EXCERPTED DATA
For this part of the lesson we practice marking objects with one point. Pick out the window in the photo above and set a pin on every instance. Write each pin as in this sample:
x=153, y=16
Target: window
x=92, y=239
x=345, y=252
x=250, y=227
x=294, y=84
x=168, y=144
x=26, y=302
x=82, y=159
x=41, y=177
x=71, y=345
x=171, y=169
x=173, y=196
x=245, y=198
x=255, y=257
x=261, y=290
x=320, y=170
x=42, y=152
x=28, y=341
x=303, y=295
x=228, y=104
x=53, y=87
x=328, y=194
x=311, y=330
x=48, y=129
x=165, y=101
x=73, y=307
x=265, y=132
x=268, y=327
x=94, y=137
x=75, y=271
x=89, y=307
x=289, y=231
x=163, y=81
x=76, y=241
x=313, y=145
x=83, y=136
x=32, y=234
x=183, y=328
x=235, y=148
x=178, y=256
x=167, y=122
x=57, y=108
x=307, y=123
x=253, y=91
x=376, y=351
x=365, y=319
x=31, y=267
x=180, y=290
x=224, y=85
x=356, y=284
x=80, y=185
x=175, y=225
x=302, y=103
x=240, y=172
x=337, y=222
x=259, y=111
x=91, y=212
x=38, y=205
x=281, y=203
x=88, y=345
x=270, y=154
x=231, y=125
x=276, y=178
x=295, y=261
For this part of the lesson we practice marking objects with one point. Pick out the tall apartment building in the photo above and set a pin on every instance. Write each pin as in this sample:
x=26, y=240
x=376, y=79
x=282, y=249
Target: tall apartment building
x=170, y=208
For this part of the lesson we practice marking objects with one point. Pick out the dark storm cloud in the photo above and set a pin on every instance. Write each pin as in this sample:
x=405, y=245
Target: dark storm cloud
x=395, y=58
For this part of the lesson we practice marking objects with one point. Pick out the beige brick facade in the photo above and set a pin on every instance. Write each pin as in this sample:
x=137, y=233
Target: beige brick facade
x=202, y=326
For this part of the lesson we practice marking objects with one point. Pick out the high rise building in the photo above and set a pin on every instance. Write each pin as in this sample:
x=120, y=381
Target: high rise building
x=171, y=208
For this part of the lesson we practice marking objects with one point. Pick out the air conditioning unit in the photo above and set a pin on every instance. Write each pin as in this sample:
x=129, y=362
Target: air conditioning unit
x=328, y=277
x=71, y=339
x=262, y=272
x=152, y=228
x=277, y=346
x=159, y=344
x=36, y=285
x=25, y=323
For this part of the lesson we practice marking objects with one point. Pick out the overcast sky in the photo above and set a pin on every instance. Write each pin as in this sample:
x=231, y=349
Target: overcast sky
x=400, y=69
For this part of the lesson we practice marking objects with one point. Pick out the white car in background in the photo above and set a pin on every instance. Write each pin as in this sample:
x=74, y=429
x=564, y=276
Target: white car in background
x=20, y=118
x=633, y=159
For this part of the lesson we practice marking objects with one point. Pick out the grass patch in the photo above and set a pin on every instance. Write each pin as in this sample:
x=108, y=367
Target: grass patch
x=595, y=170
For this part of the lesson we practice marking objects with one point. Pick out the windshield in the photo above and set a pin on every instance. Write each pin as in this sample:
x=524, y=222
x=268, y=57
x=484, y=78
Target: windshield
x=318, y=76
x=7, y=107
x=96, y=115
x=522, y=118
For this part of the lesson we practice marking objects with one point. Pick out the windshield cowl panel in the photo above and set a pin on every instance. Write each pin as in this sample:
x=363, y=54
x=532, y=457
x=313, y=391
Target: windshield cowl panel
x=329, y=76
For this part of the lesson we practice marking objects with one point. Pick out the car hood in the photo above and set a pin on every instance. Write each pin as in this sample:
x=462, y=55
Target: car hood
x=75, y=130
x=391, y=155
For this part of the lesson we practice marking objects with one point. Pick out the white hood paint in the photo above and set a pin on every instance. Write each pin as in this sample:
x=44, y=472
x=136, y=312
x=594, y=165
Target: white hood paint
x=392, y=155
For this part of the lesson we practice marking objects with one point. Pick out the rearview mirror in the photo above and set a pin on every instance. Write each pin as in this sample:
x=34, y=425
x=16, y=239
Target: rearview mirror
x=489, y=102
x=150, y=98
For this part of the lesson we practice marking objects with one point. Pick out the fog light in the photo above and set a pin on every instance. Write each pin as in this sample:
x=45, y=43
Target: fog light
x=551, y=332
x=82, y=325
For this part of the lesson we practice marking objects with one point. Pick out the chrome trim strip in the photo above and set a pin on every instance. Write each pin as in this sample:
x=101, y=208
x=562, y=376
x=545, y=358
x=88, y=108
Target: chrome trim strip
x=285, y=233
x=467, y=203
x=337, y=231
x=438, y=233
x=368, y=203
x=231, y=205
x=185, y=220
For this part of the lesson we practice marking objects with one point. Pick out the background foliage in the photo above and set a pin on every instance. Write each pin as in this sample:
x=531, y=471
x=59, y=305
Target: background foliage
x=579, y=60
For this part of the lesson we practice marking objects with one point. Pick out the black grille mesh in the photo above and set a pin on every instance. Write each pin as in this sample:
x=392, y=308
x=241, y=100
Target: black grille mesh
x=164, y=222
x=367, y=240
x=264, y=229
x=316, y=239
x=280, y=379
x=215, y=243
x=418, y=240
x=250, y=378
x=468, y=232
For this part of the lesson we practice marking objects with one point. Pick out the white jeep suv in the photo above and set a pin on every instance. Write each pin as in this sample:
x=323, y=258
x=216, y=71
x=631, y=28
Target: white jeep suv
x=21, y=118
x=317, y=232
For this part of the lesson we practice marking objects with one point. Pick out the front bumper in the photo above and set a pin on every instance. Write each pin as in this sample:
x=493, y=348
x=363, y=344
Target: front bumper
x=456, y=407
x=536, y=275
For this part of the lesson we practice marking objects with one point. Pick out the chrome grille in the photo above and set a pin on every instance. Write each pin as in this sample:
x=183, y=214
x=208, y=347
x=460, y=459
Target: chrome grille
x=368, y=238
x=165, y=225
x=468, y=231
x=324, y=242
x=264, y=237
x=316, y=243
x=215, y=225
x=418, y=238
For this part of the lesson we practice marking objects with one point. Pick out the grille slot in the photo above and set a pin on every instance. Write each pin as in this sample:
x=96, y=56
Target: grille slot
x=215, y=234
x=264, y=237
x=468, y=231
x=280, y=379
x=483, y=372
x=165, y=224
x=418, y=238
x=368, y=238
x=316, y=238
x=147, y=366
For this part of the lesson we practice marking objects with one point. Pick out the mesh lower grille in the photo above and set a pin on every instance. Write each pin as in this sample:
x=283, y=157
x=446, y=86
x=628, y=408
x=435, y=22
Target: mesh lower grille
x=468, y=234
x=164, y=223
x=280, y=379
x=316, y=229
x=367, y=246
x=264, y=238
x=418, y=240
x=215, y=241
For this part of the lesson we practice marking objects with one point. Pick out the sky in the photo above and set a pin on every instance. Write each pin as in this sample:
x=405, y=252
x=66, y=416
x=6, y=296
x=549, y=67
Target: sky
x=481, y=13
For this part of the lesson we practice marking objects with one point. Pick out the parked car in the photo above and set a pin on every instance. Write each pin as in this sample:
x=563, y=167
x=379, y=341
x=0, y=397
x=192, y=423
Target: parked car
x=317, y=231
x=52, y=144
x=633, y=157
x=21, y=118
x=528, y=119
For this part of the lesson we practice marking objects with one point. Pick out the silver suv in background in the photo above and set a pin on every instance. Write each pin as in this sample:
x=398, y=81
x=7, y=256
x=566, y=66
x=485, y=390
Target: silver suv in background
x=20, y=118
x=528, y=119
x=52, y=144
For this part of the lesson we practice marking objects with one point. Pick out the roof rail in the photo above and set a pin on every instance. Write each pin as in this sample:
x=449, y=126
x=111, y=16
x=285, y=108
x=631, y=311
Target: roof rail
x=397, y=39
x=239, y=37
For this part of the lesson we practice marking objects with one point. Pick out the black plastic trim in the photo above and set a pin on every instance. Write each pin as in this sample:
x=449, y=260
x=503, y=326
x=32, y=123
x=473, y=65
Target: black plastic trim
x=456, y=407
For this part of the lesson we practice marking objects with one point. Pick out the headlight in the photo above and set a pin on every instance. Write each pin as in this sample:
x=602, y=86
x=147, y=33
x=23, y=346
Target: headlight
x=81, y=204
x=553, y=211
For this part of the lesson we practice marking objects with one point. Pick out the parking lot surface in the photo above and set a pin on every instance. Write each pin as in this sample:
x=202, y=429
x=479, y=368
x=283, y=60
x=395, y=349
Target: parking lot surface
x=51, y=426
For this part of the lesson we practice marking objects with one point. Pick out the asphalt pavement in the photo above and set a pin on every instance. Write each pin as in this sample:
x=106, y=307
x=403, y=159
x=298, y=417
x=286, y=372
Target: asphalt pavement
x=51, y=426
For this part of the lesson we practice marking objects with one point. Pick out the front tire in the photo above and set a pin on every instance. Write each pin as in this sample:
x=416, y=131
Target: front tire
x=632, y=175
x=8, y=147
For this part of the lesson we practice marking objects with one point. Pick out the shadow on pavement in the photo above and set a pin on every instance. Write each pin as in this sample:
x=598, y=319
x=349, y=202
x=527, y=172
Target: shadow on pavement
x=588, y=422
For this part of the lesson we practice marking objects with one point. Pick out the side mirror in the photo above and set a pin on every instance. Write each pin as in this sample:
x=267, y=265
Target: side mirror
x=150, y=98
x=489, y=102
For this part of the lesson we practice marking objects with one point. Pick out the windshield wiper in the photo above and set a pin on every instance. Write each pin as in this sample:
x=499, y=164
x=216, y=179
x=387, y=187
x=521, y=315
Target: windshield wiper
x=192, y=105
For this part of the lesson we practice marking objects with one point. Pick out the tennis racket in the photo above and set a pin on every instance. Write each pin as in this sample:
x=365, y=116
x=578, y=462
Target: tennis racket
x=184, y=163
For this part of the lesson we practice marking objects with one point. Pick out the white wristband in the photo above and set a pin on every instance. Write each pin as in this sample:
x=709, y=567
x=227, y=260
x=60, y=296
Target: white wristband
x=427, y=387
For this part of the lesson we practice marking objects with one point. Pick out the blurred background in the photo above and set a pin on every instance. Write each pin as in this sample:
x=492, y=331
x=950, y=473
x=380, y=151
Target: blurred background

WHAT THE TASK ASKS
Print, please, the lines from the first line of the material through the line that contains "x=153, y=16", exactly as written and with nothing added.

RESPONSE AREA
For this part of the lesson we practice marking objects with one point. Pick out the window in the photo above and set a pin on every instance. Write each pin as in this sample:
x=153, y=16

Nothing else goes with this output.